Published in: Wall Street Journal
Written by: Betsy McCaughey
11/29/2007 – Last month, health inspectors in New York City shut down Serendipity, an upscale ice cream parlor. Though the closing made headlines, it is a common occurrence for less famous eateries charged with violations like unclean cutting boards and floors, workers who fail to clean their hands, and improper food handling that could lead to bacterial contamination.
In New York, restaurants are inspected, without prior notice, once a year. In Los Angeles, inspections are done three times a year and restaurants must display their grade near the front door. After Los Angeles instituted this inspection system, the number of people sickened by food-borne illnesses fell 13%, according to the Journal of Environmental Health. Columbus, Ohio, and other cities are now following L.A.’s lead.
But why aren’t hospitals and doctors’ offices held to the same standard and inspected regularly?
Going to a restaurant is voluntary. Going to the hospital is not. And inadequate hygiene in hospitals is far deadlier than in restaurants. The Centers for Disease Control and Prevention estimates that 2,500 people die each year after picking up a food-borne illness in a restaurant or prepared food store. Forty times that number-100,000 people-die each year, according to the CDC, from infections contracted in health-care facilities.
Data recently published by the Journal of the American Medical Association show that infections from just one type of bacteria-methicillin-resistant Staphylococcus aureus (MRSA)-kill about twice as many people in the U.S. as previously thought. The finding is based on lab tests, not on what hospitals report. If the same methodology were used to quantify deaths from all hospital infections (not just MRSA), the toll would likely be much larger than 100,000.
These infections are caused largely by unclean hands, inadequately cleaned equipment, and contaminated clothing that allow bacteria to spread from patient to patient. In a study released in April, Boston University researchers examining 49 operating rooms at four New England hospitals found that more than half the objects that should have been disinfected were overlooked by cleaners.

# [MATERIAL SUPPLIED]
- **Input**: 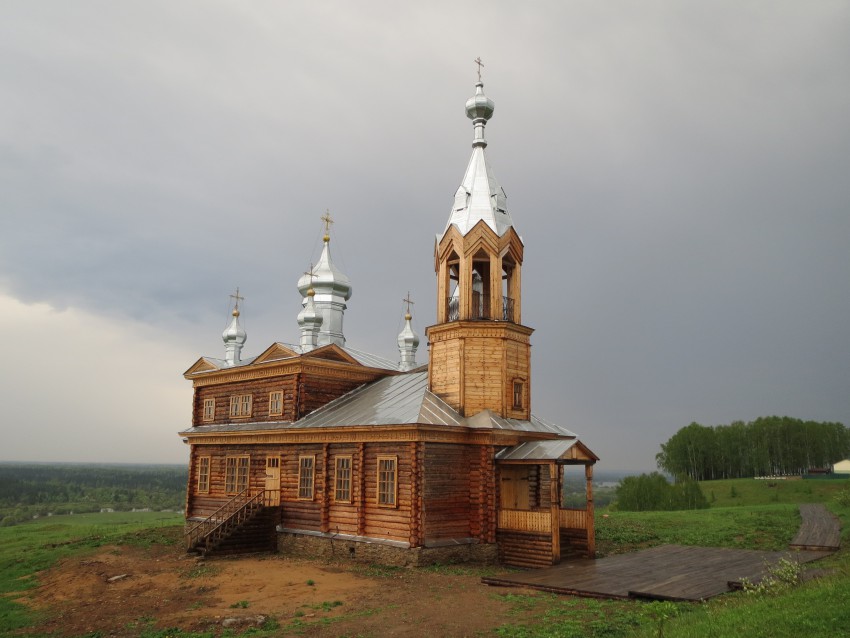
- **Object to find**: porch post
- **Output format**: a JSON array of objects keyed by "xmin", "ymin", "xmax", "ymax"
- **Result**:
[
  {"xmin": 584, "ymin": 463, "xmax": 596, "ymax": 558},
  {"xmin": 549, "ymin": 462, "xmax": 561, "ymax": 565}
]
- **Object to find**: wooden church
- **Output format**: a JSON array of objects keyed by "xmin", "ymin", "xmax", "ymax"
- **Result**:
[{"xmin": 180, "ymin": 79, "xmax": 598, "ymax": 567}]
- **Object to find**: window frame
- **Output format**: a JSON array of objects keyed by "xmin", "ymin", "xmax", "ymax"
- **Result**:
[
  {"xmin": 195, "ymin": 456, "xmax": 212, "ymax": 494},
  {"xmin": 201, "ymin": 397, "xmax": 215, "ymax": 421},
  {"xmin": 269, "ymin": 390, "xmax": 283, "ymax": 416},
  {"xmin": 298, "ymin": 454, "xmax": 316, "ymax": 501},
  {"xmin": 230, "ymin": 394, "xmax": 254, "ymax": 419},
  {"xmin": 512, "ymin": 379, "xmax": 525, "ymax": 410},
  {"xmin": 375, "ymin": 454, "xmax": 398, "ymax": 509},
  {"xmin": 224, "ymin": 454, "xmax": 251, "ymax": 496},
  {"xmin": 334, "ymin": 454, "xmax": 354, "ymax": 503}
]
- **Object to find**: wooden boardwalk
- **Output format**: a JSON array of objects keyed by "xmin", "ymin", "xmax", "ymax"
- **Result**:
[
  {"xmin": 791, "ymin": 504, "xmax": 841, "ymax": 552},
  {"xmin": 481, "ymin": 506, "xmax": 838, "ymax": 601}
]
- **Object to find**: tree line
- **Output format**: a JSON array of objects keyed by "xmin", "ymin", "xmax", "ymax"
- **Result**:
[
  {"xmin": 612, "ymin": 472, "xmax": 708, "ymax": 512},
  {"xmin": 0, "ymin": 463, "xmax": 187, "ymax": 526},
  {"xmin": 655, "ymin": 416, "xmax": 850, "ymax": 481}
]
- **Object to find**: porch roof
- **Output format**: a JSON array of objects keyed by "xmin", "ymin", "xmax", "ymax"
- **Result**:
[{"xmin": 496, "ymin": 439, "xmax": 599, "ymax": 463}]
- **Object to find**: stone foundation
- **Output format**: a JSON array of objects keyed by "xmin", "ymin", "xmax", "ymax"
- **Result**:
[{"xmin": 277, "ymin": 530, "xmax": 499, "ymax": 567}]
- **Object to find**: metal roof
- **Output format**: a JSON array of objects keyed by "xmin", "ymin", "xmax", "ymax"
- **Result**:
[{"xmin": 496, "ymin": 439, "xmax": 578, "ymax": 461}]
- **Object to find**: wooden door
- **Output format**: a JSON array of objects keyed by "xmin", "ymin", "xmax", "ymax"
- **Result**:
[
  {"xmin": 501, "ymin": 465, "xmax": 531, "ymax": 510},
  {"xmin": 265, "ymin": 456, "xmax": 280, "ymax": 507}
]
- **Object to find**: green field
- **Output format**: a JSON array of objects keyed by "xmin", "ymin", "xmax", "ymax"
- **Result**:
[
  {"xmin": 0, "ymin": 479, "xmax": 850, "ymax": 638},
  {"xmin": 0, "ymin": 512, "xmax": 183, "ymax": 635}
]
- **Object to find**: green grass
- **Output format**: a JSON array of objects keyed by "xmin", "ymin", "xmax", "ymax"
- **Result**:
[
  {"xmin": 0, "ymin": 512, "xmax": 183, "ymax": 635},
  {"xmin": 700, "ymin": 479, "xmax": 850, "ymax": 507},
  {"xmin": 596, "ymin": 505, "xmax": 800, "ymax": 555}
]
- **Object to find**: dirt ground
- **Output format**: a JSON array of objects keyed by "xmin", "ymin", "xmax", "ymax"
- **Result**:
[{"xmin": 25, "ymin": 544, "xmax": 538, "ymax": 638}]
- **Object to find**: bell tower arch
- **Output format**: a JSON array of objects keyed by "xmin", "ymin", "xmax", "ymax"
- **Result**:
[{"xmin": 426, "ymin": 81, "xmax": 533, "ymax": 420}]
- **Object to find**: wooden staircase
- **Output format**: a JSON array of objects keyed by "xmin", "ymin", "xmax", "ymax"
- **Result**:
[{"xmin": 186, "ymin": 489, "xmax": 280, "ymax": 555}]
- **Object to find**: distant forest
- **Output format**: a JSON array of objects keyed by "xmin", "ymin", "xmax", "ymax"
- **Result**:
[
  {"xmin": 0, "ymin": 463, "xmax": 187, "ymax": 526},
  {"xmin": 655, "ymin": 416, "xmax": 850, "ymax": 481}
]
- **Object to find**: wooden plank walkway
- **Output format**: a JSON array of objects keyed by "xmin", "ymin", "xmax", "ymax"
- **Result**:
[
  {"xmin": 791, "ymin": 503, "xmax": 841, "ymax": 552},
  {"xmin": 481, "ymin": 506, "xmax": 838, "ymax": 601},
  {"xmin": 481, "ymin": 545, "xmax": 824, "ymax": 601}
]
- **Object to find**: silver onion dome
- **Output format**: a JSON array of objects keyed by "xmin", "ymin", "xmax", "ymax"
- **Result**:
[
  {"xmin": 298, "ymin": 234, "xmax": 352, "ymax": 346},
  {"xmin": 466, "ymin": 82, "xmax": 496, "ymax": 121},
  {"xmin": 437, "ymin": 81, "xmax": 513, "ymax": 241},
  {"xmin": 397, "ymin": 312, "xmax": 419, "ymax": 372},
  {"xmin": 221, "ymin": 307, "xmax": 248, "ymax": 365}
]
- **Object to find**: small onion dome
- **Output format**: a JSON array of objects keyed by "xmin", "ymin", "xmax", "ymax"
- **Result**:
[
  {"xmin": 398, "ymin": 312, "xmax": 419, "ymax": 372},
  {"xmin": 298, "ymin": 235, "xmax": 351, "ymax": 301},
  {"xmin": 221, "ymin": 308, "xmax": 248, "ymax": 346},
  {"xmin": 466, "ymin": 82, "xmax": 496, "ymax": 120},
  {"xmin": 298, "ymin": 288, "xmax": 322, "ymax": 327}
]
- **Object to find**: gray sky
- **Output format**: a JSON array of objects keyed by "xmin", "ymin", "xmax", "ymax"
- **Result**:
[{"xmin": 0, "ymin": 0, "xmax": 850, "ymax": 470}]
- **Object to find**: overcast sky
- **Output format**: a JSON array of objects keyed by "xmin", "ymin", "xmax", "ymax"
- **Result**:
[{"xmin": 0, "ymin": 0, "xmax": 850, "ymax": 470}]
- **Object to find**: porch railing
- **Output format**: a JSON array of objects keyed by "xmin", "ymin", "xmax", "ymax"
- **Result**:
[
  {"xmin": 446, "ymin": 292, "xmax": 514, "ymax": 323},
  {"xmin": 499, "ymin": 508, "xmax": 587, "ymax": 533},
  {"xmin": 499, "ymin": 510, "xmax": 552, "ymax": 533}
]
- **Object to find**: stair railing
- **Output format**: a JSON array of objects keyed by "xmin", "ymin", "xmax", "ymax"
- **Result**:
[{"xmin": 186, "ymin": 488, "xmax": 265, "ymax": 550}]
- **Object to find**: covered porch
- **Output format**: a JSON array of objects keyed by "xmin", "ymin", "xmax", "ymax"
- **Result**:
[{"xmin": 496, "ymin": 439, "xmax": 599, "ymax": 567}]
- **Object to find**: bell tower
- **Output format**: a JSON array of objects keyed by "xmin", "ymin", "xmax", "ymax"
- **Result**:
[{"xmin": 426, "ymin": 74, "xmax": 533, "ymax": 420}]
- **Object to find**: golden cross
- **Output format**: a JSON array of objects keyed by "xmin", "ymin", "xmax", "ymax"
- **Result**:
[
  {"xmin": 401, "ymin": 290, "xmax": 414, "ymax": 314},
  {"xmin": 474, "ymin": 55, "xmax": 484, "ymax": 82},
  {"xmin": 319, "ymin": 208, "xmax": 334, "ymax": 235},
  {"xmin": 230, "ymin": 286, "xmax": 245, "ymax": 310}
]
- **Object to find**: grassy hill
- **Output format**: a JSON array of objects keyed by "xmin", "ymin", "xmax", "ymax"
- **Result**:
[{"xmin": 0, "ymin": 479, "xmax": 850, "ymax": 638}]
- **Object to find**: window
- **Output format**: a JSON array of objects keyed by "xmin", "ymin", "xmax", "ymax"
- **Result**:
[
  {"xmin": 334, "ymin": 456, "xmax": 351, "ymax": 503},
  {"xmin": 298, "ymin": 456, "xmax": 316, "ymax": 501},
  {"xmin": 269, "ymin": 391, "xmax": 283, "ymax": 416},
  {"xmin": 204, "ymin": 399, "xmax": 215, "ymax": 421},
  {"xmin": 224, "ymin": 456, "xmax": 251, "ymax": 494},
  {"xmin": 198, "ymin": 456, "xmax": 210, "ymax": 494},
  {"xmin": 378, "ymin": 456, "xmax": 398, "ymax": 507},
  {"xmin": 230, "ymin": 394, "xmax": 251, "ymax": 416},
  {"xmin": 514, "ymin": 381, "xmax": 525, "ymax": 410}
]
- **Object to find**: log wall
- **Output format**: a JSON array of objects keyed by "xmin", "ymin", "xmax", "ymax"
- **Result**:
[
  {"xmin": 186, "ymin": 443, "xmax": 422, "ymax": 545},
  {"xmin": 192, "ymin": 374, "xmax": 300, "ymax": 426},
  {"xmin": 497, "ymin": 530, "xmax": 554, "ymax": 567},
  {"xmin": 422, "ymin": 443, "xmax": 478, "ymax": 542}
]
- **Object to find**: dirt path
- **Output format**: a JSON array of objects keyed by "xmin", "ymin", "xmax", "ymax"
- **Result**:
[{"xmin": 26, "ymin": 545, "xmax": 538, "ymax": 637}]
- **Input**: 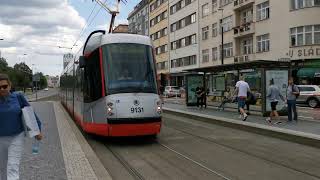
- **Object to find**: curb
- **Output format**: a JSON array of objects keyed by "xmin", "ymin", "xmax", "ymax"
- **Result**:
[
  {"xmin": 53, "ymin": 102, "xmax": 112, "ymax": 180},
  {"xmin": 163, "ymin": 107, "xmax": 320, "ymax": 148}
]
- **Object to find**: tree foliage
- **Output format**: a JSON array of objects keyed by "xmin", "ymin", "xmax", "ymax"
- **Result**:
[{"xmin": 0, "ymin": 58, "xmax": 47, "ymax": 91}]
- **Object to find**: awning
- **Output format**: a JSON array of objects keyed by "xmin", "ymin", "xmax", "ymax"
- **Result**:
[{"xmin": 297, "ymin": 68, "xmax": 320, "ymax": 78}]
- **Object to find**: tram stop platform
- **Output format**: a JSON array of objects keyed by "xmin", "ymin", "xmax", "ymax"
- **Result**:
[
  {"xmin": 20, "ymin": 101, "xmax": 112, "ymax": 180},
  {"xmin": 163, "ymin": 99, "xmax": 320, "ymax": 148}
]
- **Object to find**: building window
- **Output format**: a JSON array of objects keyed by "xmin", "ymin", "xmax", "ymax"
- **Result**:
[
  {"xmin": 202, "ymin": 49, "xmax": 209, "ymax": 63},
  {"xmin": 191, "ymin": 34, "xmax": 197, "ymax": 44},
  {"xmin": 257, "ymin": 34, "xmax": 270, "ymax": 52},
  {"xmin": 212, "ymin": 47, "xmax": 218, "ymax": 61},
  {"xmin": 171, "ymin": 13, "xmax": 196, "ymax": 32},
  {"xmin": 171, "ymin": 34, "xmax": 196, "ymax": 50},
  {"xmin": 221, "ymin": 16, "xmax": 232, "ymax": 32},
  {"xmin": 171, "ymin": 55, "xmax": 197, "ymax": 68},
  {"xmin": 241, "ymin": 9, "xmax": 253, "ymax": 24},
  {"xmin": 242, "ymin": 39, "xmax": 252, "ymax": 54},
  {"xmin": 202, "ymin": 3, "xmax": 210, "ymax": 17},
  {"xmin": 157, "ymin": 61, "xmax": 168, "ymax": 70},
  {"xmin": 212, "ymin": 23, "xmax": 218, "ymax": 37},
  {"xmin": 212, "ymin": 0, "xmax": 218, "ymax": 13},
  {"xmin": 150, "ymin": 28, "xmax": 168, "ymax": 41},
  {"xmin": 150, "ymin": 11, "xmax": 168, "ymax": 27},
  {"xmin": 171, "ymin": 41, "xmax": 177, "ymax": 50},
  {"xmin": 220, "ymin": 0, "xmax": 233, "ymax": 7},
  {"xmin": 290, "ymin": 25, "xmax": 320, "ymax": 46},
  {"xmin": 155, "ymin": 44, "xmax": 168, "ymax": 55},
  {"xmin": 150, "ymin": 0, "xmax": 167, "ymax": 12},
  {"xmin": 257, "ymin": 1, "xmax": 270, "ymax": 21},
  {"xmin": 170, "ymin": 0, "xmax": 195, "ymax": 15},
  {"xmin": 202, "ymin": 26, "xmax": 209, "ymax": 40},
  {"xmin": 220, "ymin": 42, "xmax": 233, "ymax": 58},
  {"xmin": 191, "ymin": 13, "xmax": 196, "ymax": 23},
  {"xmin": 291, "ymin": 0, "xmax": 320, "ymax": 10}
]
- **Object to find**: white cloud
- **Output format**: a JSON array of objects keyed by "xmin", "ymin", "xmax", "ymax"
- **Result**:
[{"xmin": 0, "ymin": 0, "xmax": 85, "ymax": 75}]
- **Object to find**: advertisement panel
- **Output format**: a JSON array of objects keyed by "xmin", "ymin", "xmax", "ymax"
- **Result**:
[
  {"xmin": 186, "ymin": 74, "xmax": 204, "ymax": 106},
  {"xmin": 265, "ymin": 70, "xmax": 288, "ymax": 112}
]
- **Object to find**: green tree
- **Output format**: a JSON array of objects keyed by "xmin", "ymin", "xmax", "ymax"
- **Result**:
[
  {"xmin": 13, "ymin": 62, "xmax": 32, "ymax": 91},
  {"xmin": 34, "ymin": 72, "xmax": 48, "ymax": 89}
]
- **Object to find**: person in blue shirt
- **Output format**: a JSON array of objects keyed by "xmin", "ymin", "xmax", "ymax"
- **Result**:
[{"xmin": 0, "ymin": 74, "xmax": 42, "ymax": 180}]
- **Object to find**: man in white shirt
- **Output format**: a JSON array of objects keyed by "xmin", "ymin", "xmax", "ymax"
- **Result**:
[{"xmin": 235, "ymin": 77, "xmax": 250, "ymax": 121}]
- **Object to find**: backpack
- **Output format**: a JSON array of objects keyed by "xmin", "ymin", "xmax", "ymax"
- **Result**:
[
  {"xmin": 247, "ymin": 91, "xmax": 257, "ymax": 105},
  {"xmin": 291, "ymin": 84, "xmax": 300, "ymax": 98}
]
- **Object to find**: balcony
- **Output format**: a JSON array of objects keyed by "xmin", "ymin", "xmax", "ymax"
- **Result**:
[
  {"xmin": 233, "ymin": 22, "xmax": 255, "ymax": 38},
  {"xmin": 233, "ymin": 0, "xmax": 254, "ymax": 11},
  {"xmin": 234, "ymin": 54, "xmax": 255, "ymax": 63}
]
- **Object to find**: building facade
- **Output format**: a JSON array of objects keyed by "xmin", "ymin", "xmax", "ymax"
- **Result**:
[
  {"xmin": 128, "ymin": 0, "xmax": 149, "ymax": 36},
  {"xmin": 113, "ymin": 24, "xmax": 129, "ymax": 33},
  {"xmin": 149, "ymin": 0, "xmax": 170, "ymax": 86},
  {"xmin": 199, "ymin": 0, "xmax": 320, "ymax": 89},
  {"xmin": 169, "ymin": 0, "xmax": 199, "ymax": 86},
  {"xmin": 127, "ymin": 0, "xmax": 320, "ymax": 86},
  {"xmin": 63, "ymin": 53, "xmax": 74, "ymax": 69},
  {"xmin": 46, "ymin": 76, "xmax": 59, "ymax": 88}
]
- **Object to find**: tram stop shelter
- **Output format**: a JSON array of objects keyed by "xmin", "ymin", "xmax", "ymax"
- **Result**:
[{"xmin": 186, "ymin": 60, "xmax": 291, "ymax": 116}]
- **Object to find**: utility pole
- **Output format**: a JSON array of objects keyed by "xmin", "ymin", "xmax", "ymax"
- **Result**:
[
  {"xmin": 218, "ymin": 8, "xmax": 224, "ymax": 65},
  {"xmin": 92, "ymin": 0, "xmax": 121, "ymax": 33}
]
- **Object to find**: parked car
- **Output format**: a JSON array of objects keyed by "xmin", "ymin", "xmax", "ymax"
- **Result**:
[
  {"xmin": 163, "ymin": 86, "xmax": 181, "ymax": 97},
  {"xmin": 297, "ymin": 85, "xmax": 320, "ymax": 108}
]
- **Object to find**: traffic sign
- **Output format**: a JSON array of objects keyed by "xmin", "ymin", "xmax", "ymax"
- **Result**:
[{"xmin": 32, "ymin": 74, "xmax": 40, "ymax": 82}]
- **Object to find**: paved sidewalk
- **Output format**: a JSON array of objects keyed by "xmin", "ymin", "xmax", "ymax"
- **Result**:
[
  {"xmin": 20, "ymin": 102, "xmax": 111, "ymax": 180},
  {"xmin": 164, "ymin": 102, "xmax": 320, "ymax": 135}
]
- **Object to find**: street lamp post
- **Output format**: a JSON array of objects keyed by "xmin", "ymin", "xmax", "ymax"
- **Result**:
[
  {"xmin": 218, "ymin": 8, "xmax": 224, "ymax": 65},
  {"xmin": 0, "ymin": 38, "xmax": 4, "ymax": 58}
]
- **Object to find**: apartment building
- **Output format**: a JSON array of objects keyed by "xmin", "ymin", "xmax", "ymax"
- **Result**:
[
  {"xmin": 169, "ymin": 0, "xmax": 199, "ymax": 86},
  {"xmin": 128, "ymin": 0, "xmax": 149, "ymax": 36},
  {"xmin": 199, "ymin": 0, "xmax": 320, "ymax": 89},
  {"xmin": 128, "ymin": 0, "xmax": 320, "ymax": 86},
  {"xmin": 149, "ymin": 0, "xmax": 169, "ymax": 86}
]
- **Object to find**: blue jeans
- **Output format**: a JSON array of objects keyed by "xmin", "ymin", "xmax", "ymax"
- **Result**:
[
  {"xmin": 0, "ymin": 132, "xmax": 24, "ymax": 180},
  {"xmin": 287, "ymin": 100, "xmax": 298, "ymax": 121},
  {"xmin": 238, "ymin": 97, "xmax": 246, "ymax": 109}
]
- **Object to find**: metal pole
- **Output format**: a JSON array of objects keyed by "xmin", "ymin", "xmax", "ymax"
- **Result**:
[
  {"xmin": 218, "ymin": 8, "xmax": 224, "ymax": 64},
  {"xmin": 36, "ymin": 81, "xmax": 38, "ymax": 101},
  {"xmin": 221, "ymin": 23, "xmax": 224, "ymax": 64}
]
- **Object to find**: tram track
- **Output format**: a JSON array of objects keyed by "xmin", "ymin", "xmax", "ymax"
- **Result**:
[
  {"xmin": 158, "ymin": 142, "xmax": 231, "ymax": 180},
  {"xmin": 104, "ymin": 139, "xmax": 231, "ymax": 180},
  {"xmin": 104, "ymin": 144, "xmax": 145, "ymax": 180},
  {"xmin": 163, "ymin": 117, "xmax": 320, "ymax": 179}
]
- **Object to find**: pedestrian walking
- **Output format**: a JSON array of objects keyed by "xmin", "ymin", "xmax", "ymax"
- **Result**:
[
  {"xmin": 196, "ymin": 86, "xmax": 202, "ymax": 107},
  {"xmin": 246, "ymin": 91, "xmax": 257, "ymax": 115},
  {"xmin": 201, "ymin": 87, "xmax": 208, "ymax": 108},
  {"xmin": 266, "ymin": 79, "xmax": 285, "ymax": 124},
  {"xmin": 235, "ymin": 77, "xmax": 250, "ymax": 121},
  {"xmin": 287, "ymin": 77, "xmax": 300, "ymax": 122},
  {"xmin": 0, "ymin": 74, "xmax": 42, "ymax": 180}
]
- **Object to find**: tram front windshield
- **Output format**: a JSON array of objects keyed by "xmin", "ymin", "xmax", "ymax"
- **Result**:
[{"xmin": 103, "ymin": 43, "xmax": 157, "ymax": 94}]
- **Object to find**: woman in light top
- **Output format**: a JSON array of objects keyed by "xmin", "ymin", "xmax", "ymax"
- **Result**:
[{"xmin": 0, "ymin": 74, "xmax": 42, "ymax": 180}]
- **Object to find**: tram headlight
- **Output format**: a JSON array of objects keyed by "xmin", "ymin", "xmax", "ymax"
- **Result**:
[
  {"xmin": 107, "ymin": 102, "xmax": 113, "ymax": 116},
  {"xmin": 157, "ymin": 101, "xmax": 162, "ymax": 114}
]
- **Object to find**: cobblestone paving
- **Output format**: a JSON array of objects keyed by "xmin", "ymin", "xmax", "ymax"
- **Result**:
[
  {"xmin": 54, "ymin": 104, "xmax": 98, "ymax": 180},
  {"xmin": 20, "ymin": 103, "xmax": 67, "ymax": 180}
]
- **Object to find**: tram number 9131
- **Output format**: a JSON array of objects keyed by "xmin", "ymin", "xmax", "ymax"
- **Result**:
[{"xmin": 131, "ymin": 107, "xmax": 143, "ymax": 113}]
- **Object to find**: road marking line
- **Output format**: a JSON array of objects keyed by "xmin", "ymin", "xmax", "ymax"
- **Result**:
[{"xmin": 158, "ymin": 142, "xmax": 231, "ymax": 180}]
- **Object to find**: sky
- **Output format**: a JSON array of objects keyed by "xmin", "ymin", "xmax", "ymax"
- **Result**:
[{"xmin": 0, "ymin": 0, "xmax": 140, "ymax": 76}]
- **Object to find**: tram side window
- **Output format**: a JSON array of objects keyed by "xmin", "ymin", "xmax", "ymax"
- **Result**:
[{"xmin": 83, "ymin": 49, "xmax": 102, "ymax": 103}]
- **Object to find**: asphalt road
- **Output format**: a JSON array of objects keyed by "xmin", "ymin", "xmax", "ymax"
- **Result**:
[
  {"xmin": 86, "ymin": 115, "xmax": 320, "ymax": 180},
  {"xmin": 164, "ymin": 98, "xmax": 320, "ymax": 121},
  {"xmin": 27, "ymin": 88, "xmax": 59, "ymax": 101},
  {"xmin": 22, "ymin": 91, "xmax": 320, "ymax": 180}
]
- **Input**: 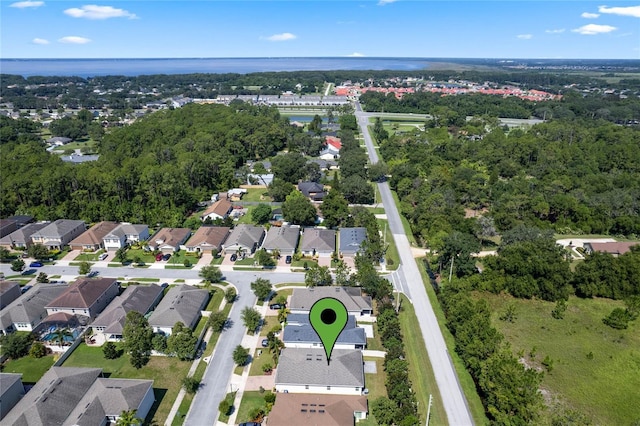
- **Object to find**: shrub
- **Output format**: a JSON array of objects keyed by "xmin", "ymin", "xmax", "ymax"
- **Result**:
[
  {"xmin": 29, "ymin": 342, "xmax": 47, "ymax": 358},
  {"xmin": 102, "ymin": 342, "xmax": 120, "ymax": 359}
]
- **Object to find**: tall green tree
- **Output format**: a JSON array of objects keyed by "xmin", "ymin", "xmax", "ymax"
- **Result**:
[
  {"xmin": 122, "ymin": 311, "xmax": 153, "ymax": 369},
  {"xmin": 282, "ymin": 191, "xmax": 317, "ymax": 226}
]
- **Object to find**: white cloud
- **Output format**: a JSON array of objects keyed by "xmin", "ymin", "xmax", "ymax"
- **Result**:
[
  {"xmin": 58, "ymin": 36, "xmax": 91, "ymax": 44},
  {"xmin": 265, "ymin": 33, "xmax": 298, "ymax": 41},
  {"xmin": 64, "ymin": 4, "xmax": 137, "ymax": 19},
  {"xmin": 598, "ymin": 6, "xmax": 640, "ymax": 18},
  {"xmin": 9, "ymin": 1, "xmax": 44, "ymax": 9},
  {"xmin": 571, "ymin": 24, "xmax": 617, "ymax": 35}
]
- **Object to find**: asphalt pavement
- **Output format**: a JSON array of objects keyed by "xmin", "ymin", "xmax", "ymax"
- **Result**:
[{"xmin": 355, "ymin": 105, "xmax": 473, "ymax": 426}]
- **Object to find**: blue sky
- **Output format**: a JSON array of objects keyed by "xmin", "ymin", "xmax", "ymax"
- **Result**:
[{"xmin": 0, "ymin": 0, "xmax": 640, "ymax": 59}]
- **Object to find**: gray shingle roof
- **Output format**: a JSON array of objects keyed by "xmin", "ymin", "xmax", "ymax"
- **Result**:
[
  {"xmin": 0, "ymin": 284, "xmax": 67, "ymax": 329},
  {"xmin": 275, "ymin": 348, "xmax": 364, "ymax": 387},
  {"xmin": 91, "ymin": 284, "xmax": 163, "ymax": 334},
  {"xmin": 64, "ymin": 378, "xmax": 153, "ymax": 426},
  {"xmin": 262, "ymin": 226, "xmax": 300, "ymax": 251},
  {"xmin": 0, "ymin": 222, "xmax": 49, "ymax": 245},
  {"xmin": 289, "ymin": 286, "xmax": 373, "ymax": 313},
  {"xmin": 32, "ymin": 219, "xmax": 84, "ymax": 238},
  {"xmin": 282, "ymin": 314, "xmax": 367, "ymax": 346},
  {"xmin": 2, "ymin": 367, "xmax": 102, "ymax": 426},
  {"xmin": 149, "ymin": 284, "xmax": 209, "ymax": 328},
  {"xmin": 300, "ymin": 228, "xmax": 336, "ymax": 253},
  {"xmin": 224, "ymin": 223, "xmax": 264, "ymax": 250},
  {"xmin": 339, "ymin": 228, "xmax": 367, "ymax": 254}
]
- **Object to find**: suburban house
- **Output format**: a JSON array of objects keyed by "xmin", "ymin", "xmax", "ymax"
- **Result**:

# [EXERCISE SET]
1 - According to the article on hospital infections, why would the death toll from all hospital infections likely be much larger than 100,000? Answer in one to three sentences.
2 - Repeat the part of the article on hospital infections starting at "Published in: Wall" and ending at "to bacterial contamination.".
3 - Say whether each statement agrees with the article on hospital infections. Answer yes or no, and quote the deciding words of the article.
(a) New York restaurants are inspected once a year without prior notice.
(b) Los Angeles inspects restaurants four times a year.
(c) The Boston University researchers examined operating rooms at five New England hospitals.
The records are separate material and have no connection to the article on hospital infections.

# [PER-TASK ANSWERS]
1 - Data in the Journal of the American Medical Association showed that MRSA infections alone kill about twice as many people in the U.S. as previously thought. That finding came from lab tests rather than hospital reports. Applying the same method to all hospital infections would likely yield a toll much larger than 100,000.

2 -
Published in: Wall Street Journal
Written by: Betsy McCaughey
11/29/2007 – Last month, health inspectors in New York City shut down Serendipity, an upscale ice cream parlor. Though the closing made headlines, it is a common occurrence for less famous eateries charged with violations like unclean cutting boards and floors, workers who fail to clean their hands, and improper food handling that could lead to bacterial contamination.

3 -
(a) Yes: "In New York, restaurants are inspected, without prior notice, once a year."
(b) No: "In Los Angeles, inspections are done three times a year"
(c) No: "examining 49 operating rooms at four New England hospitals"